--- BEGIN TEXT BLOCK ---
Residential Tenancies Amendment Bill | Changes to the Act
Property Management North Shore Rentals

Residential Tenancies Amendment Bill - Q&A's General

The Residential Tenancies Amendment Bill aims to make homes warmer, drier and safer for the 450,000 New Zealand households who live in rental accommodation. Currently the Residential Tenancies Act (RTA) requires landlords to keep their properties in a reasonable state of cleanliness and repair. Landlords must also comply with the specific standards in the Housing Improvement Regulations which detail minimum standards like ventilation and the provision of cooking facilities. However, these standards are outdated and do not go far enough to protect the health and safety of those who live in rental accommodation. In 2013, the Government trialed a rental housing Warrant of Fitness for Housing New Zealand Corporation (HNZC) properties. Following this trial the Government refined the standards to focus on smoke alarms and insulation. The key objectives of the proposed minimum requirements are to:

  • reduce fire-related fatalities and injuries in residential rental properties
  • make residential rental properties warmer, drier and easier to heat

In order to give landlords, tenants and industry professionals sufficient time to understand and comply with the new requirements before they come into effect, the Ministry of Business, Innovation and Employment has placed some documents on its website that provide details of the proposed new regulations. The link to the policy decisions that informed the development of the regulations can be found at: http://www.mbie.govt.nz/info-services/housing-property/tenancy/residential-tenancies-regulations-insulation-smoke-alarms

The key changes are:

  • Where serious breaches of the Residential Tenancies Act (RTA) are alleged the chief executive of the Ministry of Business, Innovation, and Employment (MBIE) can investigate and, if necessary, take direct action against landlords. The chief executive can take action in cases where:
    • the condition of the premises poses a significant risk to health and safety; or
    • the landlord has committed a serious breach of the RTA; or o the landlord has persistently breached the RTA.
--- END TEXT BLOCK ---
--- BEGIN INFORMATION GIVEN ---
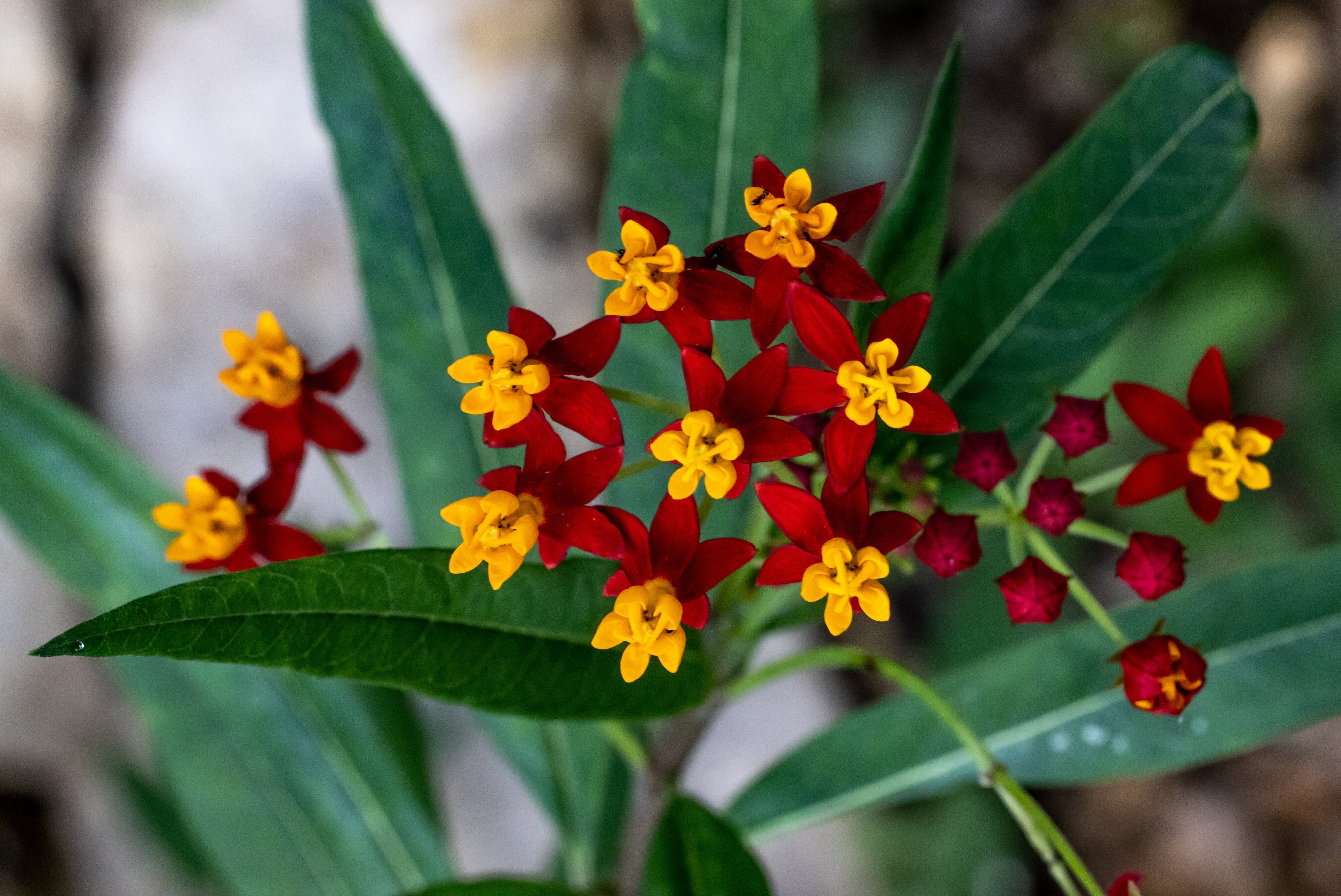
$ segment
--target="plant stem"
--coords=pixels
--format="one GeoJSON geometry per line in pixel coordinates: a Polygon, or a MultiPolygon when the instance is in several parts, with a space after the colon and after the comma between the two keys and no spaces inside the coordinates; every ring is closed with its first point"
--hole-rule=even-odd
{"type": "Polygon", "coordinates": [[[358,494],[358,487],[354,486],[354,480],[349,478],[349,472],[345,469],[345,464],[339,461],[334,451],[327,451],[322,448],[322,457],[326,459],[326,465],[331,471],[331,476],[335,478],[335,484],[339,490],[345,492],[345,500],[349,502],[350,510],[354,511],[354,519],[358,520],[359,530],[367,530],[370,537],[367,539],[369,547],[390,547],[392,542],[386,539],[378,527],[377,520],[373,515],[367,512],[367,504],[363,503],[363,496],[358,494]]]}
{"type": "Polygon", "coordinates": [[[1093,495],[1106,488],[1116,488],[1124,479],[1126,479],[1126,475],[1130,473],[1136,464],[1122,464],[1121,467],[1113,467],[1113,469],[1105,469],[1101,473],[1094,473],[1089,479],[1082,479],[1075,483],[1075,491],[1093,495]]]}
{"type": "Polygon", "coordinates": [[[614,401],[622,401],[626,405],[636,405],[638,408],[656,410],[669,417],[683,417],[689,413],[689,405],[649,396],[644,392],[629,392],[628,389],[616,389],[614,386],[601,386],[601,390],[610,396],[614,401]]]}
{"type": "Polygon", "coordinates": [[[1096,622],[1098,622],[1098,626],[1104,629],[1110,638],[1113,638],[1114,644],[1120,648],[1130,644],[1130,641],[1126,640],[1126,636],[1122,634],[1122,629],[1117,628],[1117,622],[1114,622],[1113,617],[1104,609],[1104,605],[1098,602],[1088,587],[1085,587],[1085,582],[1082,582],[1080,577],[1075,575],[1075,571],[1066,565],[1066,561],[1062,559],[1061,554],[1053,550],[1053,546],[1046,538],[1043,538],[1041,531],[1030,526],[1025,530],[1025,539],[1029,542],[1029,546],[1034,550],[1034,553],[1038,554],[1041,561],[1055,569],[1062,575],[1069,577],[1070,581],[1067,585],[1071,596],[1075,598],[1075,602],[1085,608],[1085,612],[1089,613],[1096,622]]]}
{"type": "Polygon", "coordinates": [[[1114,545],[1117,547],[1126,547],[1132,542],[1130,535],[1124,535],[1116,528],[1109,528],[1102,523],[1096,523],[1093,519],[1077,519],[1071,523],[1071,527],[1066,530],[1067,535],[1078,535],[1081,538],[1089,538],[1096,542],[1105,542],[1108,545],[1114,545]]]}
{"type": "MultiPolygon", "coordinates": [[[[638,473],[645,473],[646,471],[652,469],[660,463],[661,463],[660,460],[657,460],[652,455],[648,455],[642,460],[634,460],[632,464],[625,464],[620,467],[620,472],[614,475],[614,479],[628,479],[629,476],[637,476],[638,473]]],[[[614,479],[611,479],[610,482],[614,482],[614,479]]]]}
--- END INFORMATION GIVEN ---
--- BEGIN INFORMATION GIVEN ---
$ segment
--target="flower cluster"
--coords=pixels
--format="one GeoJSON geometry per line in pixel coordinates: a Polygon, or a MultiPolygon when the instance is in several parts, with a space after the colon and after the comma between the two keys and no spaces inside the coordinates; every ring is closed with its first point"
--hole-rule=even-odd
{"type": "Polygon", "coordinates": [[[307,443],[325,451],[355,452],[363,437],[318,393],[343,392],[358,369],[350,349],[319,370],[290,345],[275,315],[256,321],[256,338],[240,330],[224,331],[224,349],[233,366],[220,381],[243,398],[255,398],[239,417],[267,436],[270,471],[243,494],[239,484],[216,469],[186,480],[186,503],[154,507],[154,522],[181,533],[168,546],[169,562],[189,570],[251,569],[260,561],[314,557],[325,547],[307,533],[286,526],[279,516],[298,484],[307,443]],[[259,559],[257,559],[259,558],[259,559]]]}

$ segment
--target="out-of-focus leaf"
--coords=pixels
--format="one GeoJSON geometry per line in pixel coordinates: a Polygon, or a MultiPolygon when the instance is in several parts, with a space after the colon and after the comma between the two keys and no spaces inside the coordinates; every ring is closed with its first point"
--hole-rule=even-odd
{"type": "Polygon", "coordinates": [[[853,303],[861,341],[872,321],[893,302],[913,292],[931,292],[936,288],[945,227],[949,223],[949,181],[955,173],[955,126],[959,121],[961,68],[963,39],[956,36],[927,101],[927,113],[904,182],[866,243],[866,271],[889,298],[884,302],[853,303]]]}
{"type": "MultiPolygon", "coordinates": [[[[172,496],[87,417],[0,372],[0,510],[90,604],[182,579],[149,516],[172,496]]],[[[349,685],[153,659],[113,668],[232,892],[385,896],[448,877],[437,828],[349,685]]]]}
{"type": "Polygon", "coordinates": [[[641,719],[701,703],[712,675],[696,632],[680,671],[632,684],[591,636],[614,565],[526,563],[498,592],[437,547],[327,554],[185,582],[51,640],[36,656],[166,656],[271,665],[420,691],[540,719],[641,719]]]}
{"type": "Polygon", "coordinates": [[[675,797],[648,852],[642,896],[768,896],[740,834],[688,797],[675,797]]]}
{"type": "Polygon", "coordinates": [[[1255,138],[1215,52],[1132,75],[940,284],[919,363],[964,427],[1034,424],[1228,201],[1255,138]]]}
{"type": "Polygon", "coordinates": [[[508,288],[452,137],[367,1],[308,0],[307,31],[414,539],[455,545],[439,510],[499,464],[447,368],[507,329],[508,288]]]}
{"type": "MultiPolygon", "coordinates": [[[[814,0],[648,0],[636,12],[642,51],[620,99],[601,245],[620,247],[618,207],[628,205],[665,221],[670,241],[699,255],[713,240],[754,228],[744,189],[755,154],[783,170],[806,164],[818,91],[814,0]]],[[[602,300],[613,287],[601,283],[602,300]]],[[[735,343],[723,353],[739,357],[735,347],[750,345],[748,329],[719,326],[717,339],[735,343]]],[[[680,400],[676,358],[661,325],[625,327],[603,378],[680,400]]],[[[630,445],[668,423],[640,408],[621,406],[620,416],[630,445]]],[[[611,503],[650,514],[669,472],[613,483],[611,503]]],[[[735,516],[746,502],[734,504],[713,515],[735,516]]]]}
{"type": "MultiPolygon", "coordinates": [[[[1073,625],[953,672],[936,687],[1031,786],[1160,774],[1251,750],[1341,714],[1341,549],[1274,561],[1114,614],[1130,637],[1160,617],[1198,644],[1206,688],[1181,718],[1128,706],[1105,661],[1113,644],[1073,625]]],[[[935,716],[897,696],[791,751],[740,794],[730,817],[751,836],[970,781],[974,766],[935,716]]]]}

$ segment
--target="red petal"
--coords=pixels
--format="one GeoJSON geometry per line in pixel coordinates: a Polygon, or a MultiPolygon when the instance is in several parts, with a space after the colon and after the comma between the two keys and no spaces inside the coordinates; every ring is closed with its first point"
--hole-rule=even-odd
--- END INFORMATION GIVEN ---
**TO DO**:
Please write out the whole tenancy bill text word for word. Rely on the tenancy bill text alone, not the material.

**SOLUTION TO THE EXERCISE**:
Residential Tenancies Amendment Bill | Changes to the Act
Property Management North Shore Rentals

Residential Tenancies Amendment Bill - Q&A's General

The Residential Tenancies Amendment Bill aims to make homes warmer, drier and safer for the 450,000 New Zealand households who live in rental accommodation. Currently the Residential Tenancies Act (RTA) requires landlords to keep their properties in a reasonable state of cleanliness and repair. Landlords must also comply with the specific standards in the Housing Improvement Regulations which detail minimum standards like ventilation and the provision of cooking facilities. However, these standards are outdated and do not go far enough to protect the health and safety of those who live in rental accommodation. In 2013, the Government trialed a rental housing Warrant of Fitness for Housing New Zealand Corporation (HNZC) properties. Following this trial the Government refined the standards to focus on smoke alarms and insulation. The key objectives of the proposed minimum requirements are to:

  • reduce fire-related fatalities and injuries in residential rental properties
  • make residential rental properties warmer, drier and easier to heat

In order to give landlords, tenants and industry professionals sufficient time to understand and comply with the new requirements before they come into effect, the Ministry of Business, Innovation and Employment has placed some documents on its website that provide details of the proposed new regulations. The link to the policy decisions that informed the development of the regulations can be found at: http://www.mbie.govt.nz/info-services/housing-property/tenancy/residential-tenancies-regulations-insulation-smoke-alarms

The key changes are:

  • Where serious breaches of the Residential Tenancies Act (RTA) are alleged the chief executive of the Ministry of Business, Innovation, and Employment (MBIE) can investigate and, if necessary, take direct action against landlords. The chief executive can take action in cases where:
    • the condition of the premises poses a significant risk to health and safety; or
    • the landlord has committed a serious breach of the RTA; or o the landlord has persistently breached the RTA.